## start Data entries

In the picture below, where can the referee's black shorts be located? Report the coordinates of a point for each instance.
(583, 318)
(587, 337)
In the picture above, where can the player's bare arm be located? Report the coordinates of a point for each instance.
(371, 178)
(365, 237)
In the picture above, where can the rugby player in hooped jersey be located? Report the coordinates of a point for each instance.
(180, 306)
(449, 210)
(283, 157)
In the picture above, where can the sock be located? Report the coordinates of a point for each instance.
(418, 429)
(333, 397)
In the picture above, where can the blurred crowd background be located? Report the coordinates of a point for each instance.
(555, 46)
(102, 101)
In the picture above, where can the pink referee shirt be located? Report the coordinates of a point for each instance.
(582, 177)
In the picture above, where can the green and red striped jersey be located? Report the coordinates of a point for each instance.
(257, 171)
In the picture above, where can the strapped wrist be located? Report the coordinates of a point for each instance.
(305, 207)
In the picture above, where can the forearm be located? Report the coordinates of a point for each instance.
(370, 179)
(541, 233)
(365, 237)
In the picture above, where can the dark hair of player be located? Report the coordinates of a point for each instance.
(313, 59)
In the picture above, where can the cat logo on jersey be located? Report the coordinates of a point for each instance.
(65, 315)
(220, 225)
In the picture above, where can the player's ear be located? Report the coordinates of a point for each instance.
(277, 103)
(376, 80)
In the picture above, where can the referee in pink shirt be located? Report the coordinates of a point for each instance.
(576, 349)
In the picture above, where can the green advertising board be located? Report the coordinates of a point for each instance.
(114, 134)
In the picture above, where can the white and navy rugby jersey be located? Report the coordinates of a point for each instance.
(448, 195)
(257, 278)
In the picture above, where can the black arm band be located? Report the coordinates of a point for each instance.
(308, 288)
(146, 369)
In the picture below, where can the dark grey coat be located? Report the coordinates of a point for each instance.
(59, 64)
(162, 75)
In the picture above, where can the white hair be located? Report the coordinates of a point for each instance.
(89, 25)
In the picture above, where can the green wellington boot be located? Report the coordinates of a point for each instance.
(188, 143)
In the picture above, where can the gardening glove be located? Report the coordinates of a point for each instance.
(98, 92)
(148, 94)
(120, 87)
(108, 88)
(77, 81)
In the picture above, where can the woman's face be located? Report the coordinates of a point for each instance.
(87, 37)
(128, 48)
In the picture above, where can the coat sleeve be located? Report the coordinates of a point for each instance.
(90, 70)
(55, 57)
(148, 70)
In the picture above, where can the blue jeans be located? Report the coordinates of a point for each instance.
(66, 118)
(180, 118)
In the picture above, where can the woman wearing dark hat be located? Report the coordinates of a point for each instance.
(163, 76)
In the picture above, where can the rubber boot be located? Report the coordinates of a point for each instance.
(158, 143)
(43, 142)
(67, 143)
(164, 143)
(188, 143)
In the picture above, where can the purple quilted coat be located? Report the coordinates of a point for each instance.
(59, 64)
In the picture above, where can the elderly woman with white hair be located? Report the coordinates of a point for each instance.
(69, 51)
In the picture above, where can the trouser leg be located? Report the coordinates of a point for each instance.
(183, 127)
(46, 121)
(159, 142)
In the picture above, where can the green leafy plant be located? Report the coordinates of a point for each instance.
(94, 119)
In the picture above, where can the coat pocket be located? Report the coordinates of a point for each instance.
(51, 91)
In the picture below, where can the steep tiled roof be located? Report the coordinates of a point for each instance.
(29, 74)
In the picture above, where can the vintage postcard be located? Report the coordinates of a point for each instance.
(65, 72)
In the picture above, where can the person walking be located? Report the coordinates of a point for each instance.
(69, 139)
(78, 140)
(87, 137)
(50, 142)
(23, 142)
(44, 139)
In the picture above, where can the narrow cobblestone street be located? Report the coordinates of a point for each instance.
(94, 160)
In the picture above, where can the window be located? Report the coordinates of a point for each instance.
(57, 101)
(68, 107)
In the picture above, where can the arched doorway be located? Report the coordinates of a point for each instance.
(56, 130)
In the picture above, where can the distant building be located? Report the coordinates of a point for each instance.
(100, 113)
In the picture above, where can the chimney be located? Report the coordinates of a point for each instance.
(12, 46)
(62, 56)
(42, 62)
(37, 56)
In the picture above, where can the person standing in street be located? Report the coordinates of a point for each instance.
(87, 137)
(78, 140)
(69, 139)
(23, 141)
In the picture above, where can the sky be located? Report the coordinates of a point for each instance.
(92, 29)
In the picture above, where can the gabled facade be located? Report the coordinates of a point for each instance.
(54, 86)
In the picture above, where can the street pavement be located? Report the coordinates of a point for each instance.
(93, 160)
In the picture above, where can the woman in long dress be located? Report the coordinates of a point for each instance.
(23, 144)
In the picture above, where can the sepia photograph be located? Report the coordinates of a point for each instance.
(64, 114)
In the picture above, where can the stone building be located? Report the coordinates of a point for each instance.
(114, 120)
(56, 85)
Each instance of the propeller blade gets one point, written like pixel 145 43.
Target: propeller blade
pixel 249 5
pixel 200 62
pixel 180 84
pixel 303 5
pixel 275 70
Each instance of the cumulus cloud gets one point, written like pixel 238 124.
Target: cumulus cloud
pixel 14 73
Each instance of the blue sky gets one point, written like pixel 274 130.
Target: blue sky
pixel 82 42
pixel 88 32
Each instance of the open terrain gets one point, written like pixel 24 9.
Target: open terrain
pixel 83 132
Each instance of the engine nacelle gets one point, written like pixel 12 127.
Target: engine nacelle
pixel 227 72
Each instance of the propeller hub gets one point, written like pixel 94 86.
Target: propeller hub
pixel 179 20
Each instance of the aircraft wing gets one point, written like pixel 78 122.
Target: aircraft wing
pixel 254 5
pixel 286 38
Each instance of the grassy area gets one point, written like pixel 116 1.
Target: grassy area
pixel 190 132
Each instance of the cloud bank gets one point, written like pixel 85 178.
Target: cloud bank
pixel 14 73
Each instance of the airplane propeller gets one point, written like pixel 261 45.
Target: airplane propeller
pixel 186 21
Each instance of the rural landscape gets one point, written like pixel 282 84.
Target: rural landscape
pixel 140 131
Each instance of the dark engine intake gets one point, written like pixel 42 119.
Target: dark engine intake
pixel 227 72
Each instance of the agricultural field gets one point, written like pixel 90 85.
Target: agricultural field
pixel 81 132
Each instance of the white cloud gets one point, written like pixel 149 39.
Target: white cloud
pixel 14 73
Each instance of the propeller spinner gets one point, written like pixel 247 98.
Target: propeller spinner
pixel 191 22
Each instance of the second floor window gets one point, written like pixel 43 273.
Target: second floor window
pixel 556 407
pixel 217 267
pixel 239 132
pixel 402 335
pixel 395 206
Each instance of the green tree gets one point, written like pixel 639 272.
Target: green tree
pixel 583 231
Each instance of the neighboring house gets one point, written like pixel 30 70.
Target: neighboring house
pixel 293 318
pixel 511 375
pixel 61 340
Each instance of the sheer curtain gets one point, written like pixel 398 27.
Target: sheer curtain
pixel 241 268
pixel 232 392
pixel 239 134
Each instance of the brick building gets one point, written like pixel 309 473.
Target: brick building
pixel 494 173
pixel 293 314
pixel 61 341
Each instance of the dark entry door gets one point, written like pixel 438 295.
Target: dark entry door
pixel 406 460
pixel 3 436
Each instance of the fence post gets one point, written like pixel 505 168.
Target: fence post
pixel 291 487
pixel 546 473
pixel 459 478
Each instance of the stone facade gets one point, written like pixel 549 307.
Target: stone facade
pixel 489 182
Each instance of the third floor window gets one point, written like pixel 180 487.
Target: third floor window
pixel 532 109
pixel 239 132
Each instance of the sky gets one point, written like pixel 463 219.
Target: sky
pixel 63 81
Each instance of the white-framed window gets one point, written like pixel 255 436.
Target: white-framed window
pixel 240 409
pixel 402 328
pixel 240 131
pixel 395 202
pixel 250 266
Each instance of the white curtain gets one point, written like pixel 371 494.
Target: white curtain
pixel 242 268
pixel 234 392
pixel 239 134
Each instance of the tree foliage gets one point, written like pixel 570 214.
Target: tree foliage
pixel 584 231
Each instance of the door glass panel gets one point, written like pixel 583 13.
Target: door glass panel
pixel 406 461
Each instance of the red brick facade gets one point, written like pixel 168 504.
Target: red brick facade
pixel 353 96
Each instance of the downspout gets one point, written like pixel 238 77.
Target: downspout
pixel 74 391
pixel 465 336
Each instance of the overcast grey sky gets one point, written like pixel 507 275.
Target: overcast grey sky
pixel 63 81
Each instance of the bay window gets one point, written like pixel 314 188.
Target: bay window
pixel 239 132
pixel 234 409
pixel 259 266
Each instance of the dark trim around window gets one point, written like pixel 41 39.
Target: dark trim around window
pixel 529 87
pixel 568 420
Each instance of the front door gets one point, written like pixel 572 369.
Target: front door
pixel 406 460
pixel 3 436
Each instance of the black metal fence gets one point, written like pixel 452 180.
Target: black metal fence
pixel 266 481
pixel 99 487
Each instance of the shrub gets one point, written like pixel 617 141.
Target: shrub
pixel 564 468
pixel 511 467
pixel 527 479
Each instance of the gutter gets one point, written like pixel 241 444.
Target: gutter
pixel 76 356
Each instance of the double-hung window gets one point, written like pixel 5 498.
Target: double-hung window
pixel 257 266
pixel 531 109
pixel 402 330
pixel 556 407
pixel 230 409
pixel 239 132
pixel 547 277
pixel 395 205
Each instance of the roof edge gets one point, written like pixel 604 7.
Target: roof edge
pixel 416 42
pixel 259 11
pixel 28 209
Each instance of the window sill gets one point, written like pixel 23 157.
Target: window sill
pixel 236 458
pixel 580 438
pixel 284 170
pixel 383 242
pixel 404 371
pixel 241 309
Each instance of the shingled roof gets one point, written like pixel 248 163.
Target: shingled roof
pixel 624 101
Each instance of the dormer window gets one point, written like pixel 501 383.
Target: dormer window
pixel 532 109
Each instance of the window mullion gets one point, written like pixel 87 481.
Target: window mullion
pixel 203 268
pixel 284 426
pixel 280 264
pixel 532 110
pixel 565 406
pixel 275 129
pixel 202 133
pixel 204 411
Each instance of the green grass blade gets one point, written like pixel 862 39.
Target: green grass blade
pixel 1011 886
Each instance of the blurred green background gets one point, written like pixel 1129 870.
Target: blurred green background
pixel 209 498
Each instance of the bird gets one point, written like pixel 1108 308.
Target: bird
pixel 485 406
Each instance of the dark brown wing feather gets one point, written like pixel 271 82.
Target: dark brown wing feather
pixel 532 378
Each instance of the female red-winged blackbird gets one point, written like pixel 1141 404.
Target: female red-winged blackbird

## end Data entries

_Description of the task_. The line containing "Each instance of the shrub" and every line after it, through the end of the records, should be repeated exactly and alone.

_Reply to the task_.
Each instance of the shrub gets one point, written like pixel 617 141.
Target: shrub
pixel 564 468
pixel 511 467
pixel 527 479
Each instance of the gutter gets one point, written like pixel 241 444.
Target: gutter
pixel 76 356
Each instance of the double-hung window gets one point, written like pixel 5 498.
Target: double-hung window
pixel 257 266
pixel 531 109
pixel 402 330
pixel 556 407
pixel 230 409
pixel 239 132
pixel 547 277
pixel 395 205
Each instance of the roof edge gets one point, written like pixel 604 7.
Target: roof edge
pixel 416 42
pixel 259 11
pixel 28 209
Each instance of the window sill gets one point, written like pixel 23 157.
Target: window sill
pixel 236 458
pixel 580 438
pixel 284 170
pixel 383 242
pixel 404 371
pixel 241 309
Each instance of the shingled roof gets one point, written like pixel 248 163.
Target: shingled roof
pixel 624 101
Each instance of the dormer window gets one point, written like pixel 501 383.
Target: dormer window
pixel 532 109
Each instance of the window mullion gets one point, written like pixel 87 481.
Target: window mullion
pixel 203 268
pixel 284 426
pixel 280 264
pixel 532 110
pixel 565 406
pixel 275 129
pixel 202 133
pixel 204 411
Each instance of the green grass blade gets one point, written like pixel 862 39.
Target: green grass blade
pixel 1011 886
Each instance of the blurred green background gets one point, written like pixel 1129 870.
Target: blurred green background
pixel 209 498
Each instance of the bird gets one point, written like pixel 1108 308.
Target: bird
pixel 485 406
Each instance of the dark brown wing feather gets one point, written like pixel 271 82.
Target: dark brown wing feather
pixel 532 378
Each instance of the female red-winged blackbird gets one point, written like pixel 1141 404.
Target: female red-winged blackbird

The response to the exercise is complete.